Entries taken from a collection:
"""

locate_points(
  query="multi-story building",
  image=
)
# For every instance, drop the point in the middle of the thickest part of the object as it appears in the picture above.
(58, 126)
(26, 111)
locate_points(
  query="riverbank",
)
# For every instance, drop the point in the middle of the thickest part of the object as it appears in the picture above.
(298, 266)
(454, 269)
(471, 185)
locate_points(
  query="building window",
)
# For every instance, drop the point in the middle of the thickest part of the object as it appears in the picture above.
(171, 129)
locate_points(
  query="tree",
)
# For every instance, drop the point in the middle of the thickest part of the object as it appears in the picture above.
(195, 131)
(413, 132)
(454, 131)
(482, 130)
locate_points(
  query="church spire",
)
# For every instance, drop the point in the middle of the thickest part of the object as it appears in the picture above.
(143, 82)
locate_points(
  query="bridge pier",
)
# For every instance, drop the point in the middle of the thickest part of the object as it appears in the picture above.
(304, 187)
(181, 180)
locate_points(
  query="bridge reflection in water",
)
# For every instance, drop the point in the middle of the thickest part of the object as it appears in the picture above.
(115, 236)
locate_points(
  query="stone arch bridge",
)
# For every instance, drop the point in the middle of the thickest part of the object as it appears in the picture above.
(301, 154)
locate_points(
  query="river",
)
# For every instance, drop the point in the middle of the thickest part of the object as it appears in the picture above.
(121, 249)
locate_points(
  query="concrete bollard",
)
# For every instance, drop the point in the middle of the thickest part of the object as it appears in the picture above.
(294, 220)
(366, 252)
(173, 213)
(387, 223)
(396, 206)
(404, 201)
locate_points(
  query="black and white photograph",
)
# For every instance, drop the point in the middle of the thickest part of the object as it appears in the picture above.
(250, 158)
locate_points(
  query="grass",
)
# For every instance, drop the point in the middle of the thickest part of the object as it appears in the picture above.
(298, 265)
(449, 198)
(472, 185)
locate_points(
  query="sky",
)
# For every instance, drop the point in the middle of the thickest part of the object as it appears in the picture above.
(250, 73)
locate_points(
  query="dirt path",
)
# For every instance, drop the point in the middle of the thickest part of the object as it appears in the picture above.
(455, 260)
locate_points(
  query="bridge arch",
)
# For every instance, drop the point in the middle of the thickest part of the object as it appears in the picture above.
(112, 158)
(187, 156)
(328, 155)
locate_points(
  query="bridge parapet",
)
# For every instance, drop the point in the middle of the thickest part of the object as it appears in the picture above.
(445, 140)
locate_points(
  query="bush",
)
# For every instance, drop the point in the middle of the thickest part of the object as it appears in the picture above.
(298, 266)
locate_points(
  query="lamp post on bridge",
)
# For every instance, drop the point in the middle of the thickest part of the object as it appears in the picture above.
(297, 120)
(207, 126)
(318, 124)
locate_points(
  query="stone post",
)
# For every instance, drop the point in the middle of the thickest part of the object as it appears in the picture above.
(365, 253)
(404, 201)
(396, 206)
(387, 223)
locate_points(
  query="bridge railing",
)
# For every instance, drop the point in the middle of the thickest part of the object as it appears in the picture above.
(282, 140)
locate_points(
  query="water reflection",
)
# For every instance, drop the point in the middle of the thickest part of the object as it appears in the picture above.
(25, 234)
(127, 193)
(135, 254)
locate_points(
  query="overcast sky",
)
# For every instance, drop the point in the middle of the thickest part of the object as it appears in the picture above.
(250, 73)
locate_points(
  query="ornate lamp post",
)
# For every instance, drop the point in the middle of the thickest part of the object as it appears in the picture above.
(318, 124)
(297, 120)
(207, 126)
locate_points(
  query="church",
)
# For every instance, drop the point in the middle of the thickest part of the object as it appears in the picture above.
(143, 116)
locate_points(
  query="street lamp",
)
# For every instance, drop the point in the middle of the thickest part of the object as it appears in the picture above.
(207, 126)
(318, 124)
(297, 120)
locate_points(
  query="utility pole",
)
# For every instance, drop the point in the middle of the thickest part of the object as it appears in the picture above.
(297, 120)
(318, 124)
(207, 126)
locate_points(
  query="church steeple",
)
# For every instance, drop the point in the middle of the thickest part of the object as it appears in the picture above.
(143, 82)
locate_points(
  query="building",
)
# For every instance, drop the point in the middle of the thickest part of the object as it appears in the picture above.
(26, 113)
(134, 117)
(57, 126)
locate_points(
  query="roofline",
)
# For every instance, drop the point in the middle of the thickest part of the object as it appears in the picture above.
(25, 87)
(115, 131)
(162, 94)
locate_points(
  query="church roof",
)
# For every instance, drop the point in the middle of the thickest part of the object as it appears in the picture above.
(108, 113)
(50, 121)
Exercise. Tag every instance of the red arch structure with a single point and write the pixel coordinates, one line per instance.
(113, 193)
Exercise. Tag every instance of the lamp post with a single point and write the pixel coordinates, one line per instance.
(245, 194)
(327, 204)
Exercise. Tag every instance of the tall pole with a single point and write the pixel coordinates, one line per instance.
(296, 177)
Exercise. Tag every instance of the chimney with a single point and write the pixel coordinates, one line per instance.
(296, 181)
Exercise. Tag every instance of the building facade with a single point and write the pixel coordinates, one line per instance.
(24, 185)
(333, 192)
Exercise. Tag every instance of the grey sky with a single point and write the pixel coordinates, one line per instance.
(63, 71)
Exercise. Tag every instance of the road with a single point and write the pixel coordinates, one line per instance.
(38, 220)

"""

:: TASK REQUIREMENTS ::
Every entry needs to be copied exactly as it was written.

:: RESPONSE ::
locate_points(
  query="multi-story building",
  image=
)
# For every instance, drop the point in the middle of the thickest part of the object as it appears in the picture above.
(58, 126)
(26, 111)
locate_points(
  query="riverbank",
)
# For every instance, drop the point in the middle of the thickest part of the object as it appears in the picture above.
(298, 266)
(454, 269)
(471, 185)
locate_points(
  query="building window",
)
# For every instance, drop the point in the middle of the thickest part of the object as it appears in the picture above.
(171, 129)
locate_points(
  query="tree",
)
# For every instance, drop the point in the middle of the thickest part of the object as it appears in the picture above.
(195, 131)
(413, 132)
(454, 131)
(482, 130)
locate_points(
  query="church spire",
)
# For every instance, drop the point in the middle of the thickest part of the object as it appears in the picture above.
(143, 82)
locate_points(
  query="bridge pier",
)
# For every instance, drop the point in the middle of the thickest part of the object as it appears in the picture above.
(304, 187)
(181, 180)
locate_points(
  query="bridge reflection in water",
)
# For every instance, drop the point in the middle of the thickest part of the object as it appears in the picture above.
(115, 236)
locate_points(
  query="stone arch bridge",
)
# For every instance, drop the point in the middle of the thickest part of the object as it appears in the picture above.
(301, 154)
locate_points(
  query="river",
)
# For every instance, drop the point in the middle of the thickest part of the object as it appears in the picture above.
(121, 249)
locate_points(
  query="concrete bollard",
)
# For every instance, drop the point in the middle of the thickest part of the object as it appears in the picture above.
(294, 220)
(366, 252)
(173, 213)
(387, 223)
(396, 206)
(404, 201)
locate_points(
  query="black and white photograph",
)
# For every instance, drop the point in the middle of the thickest part of the object as it appears in the picture above.
(250, 158)
locate_points(
  query="grass",
)
# For every instance, drop the point in the middle of the thickest part of the object as it appears in the picture above.
(298, 265)
(449, 198)
(472, 185)
locate_points(
  query="sky",
)
# For every instance, drop the point in the middle of the thickest part of the object as it appears in the picture above.
(250, 73)
locate_points(
  query="dirt path",
)
# For every instance, drop the point in the middle of the thickest part of the object as it appears in the picture above.
(455, 260)
locate_points(
  query="bridge arch",
)
# For every instance, drop the point in the middle of the thickest part of the object as it appears in the picture above.
(112, 158)
(187, 156)
(328, 155)
locate_points(
  query="bridge parapet",
)
# For every instance, drop the point in the middle of the thickest part of the object as it appears in the picture above.
(445, 140)
locate_points(
  query="bush",
)
# For every instance, drop the point in the middle of the thickest part of the object as it appears in the picture above.
(298, 266)
locate_points(
  query="lamp post on bridge",
)
# For every instance, drop the point in the middle of the thickest part of the object as it appears in the picture above.
(297, 120)
(207, 126)
(318, 124)
locate_points(
  query="stone post",
)
# For every instance, drop the point in the middle of the thickest part of the object as it appears in the picture above.
(365, 253)
(404, 201)
(396, 206)
(387, 223)
locate_points(
  query="bridge railing",
)
# For every instance, drop the point in the middle of the thickest part of the object as it appears in the picture above.
(282, 140)
locate_points(
  query="water reflection",
)
# For every instance, drop the point in the middle of the thickest part of the object as it appears in the picture above.
(25, 234)
(127, 193)
(135, 254)
locate_points(
  query="overcast sky",
)
# For every instance, drop the point in the middle of the thickest part of the object as it appears in the picture above.
(250, 73)
locate_points(
  query="ornate lamp post",
)
# For every instance, drop the point in the middle of the thickest part of the object as it appears in the picture above.
(318, 124)
(297, 120)
(207, 126)
locate_points(
  query="church",
)
# For every instance, drop the point in the middle of the thickest part of the object as it appears in the picture above.
(143, 116)
locate_points(
  query="street lamp",
)
# For every instance, drop the point in the middle of the thickest part of the object as it appears in the picture above.
(207, 126)
(318, 124)
(297, 120)
locate_points(
  query="utility pole",
)
# For every instance, drop the point in the middle of the thickest part of the object as it appears in the picture above.
(297, 120)
(318, 124)
(207, 126)
locate_points(
  query="church steeple",
)
# For every instance, drop the point in the middle of the thickest part of the object as it appears in the picture above.
(143, 82)
locate_points(
  query="building",
)
# For every instance, drop the point in the middle of the thickest part of the object as it appears in the picture above.
(26, 113)
(134, 117)
(57, 126)
locate_points(
  query="roofline",
)
# For every instance, drop the point in the middle of the thickest part of the object as it appears in the picture above.
(25, 87)
(115, 131)
(162, 94)
locate_points(
  query="church roof",
)
# For every instance, drop the point in the middle of the thickest part of the object as it appears in the picture above.
(108, 113)
(50, 121)
Exercise. Tag every instance of the red arch structure with a single point and write the pixel coordinates, one line per instance.
(113, 193)
Exercise. Tag every instance of the lamp post with a single point and write the pixel coordinates, one line per instance.
(245, 194)
(327, 204)
Exercise. Tag every instance of the tall pole with a single point and write the pixel coordinates, one line per instance.
(296, 177)
Exercise. Tag every instance of the chimney with a single point and write the pixel coordinates, one line per instance.
(296, 181)
Exercise. Tag every instance of the building facade with a single point and write the pixel coordinates, one line per instance.
(24, 185)
(333, 192)
Exercise. Tag every instance of the grey sky with a single point and write the pixel coordinates, one line per instance.
(63, 71)
Exercise. Tag every instance of the road with a single point and write the pixel coordinates, one line per instance.
(38, 220)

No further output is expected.